* _Position identification records_
------------------------------------------------------------
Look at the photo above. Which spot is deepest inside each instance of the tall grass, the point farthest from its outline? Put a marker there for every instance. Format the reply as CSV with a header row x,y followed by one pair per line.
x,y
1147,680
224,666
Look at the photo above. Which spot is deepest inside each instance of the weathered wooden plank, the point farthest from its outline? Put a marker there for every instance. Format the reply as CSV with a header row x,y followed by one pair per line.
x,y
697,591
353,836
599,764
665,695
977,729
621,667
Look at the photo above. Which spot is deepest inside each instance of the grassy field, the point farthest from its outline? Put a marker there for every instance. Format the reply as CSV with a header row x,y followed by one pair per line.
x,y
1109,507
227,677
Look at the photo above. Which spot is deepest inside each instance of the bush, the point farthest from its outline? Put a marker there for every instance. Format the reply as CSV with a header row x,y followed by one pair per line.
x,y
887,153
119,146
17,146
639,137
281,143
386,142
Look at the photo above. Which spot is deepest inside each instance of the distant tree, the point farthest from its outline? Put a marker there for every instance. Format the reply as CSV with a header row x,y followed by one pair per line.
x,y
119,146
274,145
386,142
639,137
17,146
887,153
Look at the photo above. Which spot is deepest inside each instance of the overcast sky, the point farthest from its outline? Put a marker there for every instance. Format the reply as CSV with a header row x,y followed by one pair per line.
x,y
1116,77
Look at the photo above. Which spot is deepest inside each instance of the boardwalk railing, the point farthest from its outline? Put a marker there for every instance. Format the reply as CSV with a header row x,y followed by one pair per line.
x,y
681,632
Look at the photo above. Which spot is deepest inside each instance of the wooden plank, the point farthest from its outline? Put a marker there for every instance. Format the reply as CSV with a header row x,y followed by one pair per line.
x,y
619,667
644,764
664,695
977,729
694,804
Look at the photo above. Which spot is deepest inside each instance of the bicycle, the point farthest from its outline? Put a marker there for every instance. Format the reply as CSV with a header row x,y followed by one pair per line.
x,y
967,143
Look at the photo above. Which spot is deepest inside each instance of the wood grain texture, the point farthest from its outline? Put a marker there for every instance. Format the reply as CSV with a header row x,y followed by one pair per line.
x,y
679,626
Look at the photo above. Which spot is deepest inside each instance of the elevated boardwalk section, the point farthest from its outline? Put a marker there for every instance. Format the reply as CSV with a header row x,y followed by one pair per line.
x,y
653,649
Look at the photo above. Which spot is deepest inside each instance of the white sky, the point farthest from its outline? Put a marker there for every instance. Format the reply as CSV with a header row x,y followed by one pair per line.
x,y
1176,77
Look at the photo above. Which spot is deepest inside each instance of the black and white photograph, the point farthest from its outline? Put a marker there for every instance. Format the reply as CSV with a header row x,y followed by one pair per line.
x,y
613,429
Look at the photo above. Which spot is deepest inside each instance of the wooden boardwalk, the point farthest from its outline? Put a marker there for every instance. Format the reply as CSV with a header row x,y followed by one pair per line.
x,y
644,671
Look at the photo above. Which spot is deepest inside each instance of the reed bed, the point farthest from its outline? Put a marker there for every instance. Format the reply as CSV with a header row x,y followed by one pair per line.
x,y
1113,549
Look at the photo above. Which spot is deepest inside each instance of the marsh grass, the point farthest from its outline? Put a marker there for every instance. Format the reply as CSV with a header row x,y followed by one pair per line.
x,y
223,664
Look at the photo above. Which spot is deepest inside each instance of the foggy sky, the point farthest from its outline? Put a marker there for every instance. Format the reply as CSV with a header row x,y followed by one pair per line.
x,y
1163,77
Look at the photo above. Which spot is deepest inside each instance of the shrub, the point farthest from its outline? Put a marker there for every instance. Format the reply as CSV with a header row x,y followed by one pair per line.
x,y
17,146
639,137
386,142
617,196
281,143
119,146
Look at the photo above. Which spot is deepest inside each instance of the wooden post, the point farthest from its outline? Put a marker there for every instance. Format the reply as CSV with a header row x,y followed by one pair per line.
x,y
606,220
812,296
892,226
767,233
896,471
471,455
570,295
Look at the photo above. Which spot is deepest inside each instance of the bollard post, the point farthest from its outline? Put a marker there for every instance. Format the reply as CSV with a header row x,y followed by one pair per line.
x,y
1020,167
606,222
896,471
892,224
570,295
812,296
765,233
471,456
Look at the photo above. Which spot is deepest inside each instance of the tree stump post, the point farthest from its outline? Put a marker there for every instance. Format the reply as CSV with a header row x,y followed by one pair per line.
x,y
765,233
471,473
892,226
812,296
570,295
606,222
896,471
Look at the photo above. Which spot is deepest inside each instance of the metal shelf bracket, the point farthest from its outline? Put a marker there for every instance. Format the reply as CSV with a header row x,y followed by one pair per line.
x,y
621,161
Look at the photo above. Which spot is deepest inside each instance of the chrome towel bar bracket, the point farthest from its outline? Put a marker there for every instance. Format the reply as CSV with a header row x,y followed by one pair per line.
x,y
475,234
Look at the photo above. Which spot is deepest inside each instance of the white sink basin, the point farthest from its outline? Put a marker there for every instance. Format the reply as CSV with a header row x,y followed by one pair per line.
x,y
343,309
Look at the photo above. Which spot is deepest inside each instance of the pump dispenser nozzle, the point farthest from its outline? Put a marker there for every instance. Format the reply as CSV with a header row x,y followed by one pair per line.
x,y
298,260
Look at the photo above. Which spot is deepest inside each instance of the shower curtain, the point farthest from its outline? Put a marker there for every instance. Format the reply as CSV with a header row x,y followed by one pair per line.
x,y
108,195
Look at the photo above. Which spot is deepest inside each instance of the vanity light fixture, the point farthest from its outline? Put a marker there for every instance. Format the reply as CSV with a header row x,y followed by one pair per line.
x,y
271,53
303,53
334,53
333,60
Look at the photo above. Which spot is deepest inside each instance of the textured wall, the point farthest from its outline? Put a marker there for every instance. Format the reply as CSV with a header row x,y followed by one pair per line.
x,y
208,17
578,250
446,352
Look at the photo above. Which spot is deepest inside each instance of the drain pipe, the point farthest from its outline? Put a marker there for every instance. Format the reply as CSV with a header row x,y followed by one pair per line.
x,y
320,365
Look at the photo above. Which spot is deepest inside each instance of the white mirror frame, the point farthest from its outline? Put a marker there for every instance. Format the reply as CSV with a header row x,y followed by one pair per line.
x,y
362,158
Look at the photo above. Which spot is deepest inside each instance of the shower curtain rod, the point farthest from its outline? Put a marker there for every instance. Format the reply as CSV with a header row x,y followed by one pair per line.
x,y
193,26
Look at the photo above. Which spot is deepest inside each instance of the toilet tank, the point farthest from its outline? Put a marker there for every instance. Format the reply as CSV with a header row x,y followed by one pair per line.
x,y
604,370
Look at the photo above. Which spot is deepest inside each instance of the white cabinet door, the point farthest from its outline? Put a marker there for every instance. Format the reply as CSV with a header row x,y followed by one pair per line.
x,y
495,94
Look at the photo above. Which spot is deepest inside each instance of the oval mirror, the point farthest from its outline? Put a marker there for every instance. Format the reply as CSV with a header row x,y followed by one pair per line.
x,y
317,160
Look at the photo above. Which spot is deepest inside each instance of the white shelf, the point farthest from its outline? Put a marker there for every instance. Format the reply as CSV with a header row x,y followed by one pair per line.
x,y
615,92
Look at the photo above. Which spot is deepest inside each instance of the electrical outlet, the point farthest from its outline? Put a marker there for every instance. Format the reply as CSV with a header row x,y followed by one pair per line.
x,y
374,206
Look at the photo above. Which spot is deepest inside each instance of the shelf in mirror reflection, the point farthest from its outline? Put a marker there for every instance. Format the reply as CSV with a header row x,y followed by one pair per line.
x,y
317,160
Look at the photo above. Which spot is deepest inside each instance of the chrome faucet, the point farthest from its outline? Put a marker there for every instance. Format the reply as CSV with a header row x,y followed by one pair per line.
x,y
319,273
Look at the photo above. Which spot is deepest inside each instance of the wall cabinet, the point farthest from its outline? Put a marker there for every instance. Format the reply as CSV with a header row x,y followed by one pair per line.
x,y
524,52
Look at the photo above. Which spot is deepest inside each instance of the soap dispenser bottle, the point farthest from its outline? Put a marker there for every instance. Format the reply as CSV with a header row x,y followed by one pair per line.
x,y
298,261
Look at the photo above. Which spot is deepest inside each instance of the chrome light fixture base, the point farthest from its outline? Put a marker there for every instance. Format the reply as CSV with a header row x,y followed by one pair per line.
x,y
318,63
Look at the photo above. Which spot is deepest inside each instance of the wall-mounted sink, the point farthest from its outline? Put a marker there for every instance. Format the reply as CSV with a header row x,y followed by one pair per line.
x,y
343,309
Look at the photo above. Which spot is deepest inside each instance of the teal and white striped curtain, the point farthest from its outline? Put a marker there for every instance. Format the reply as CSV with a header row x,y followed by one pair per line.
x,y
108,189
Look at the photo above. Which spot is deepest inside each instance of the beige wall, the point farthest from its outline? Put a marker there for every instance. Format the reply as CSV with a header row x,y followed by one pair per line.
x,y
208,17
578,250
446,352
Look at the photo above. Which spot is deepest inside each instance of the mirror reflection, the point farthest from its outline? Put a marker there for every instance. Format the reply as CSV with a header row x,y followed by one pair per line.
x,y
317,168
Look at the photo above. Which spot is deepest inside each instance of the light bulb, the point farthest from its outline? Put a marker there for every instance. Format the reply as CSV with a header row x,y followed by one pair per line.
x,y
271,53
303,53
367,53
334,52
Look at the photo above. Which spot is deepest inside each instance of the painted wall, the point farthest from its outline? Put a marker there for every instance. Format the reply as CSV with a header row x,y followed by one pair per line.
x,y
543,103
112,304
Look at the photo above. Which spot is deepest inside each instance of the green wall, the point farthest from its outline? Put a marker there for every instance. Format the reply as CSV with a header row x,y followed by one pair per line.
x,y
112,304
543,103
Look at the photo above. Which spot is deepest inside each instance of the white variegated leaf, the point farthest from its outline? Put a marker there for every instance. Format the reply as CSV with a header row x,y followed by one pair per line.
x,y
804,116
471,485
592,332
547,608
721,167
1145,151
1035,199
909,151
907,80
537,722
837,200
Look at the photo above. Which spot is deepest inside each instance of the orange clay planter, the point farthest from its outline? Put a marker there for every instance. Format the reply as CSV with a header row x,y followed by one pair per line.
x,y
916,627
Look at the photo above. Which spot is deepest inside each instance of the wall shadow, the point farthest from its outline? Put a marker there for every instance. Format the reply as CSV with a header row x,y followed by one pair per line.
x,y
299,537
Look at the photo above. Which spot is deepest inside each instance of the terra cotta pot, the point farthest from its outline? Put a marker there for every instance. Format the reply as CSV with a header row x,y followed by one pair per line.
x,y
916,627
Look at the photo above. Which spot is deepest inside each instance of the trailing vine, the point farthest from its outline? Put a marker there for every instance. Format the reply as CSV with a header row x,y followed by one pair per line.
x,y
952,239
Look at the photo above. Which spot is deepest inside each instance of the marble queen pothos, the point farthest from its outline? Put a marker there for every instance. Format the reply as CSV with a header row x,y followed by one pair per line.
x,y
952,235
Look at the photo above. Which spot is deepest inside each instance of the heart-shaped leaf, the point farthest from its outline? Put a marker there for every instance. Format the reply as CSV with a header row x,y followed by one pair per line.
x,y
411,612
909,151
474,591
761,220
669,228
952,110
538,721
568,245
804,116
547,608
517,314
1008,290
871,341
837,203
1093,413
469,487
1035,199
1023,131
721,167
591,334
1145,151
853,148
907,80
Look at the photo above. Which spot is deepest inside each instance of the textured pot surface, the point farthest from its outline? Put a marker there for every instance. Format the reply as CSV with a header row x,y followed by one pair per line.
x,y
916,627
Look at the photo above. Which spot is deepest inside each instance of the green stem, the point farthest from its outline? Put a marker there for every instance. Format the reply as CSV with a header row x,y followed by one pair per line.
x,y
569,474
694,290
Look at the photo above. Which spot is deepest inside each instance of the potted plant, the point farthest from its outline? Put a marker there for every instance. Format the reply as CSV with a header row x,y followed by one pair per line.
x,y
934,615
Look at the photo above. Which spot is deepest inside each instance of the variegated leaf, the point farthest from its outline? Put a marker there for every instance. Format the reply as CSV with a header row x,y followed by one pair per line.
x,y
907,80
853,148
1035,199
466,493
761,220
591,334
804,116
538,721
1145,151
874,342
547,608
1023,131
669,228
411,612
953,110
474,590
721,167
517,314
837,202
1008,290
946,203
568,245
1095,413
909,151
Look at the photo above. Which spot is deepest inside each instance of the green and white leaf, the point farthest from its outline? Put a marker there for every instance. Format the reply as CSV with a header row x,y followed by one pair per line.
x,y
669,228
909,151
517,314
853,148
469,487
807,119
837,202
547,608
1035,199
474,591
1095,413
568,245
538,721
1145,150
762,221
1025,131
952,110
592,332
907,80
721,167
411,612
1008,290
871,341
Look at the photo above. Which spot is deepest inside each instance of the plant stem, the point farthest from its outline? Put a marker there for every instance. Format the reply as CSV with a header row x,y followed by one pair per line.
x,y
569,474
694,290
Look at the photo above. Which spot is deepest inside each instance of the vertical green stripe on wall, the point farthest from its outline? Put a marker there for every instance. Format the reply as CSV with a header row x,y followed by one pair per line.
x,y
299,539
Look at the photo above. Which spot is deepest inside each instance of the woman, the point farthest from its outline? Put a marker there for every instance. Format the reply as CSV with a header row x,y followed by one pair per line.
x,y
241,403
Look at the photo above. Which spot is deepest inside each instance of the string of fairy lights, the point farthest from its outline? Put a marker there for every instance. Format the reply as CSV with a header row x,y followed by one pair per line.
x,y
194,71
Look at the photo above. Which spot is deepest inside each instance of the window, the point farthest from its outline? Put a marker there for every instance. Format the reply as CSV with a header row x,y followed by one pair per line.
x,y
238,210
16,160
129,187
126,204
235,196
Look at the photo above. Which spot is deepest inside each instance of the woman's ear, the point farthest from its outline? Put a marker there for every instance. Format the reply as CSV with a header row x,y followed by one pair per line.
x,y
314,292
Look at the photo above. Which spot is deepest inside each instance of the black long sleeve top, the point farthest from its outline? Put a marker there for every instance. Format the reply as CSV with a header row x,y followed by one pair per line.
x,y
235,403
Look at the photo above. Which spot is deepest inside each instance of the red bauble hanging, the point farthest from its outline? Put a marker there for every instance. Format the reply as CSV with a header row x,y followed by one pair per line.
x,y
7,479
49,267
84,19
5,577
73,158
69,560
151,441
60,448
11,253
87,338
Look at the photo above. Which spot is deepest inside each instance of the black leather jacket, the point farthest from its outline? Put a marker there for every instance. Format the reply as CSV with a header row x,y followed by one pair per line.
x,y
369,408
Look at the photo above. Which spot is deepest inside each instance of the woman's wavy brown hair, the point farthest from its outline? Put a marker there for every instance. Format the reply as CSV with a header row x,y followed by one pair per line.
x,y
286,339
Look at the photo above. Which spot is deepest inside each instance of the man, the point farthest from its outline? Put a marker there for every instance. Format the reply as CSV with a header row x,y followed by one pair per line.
------------------------------------------------------------
* _PROBLEM REQUIREMENTS_
Starting at the line that contains "the woman's wavy", output each remaining line of the listing, the last line included, exactly as it appears.

* _FINISHED TASK_
Look at the photo above. Which spot is deepest inside each instance of the woman's wavy brown hair, the point farthest from its outline? Put a marker there for every instance. Format the reply as CSV with a header row x,y followed by one pair per line.
x,y
286,339
Look at the photo above. Which spot is deepest inside each instance of the man, the point farthest from its outline? Put a marker there for every instance. Format the reply as CSV with a header row x,y followed by one pair per line.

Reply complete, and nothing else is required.